**Problem**
Reproduce the records below verbatim, every line in its original order.
++++ Record excerpts ++++
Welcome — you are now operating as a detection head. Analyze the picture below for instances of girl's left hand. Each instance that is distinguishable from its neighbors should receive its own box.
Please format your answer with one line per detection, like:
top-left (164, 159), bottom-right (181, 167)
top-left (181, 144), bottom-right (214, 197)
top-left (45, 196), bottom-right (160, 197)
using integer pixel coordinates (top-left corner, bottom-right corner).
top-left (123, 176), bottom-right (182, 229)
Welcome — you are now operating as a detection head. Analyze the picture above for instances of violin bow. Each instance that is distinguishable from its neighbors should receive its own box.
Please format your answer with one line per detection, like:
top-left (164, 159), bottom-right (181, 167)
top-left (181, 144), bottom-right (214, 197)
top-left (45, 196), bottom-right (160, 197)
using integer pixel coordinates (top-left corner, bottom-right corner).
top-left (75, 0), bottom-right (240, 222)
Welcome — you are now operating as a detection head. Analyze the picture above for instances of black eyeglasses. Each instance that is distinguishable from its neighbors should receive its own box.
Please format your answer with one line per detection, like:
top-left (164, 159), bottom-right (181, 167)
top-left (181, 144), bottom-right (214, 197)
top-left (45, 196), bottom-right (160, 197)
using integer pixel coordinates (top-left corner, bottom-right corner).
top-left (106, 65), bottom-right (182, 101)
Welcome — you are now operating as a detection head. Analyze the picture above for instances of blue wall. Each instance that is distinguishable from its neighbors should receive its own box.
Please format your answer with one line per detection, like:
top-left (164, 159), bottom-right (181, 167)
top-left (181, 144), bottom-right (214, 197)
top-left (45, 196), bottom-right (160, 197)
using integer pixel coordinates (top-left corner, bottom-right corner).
++++
**Correct output**
Welcome — you are now operating as a detection head. Analyze the picture below for instances of girl's left hand. Each instance that is distinguishable from its neighbors should receive its own box.
Please format your answer with one line per detection, like:
top-left (164, 159), bottom-right (181, 167)
top-left (181, 144), bottom-right (214, 197)
top-left (45, 196), bottom-right (160, 197)
using integer pixel coordinates (top-left corner, bottom-right corner).
top-left (123, 176), bottom-right (182, 229)
Welcome — you are now operating as a detection head. Analyze the picture above for instances of violin bow. Each instance that is distinguishable from its neighbors should receive its own box.
Please format your answer with one line per detection, like:
top-left (164, 159), bottom-right (181, 167)
top-left (181, 144), bottom-right (214, 197)
top-left (45, 196), bottom-right (160, 197)
using integer pixel coordinates (top-left corner, bottom-right corner).
top-left (75, 0), bottom-right (240, 222)
Welcome — you are now operating as a detection head. Analyze the picture above for instances of black eyeglasses. Each instance that is distinguishable from its neighbors should receive its own box.
Please format your answer with one line per detection, like:
top-left (164, 159), bottom-right (181, 167)
top-left (181, 144), bottom-right (214, 197)
top-left (45, 196), bottom-right (160, 197)
using integer pixel coordinates (top-left corner, bottom-right corner).
top-left (106, 65), bottom-right (182, 101)
Welcome — you are now operating as a detection head. Analyze the picture above for instances of blue wall. Each instance that is distinguishable from its neighbors should receive its own box.
Please format your answer with one line per detection, like:
top-left (164, 159), bottom-right (181, 167)
top-left (181, 144), bottom-right (214, 197)
top-left (45, 196), bottom-right (160, 197)
using integer pixel coordinates (top-left corner, bottom-right corner).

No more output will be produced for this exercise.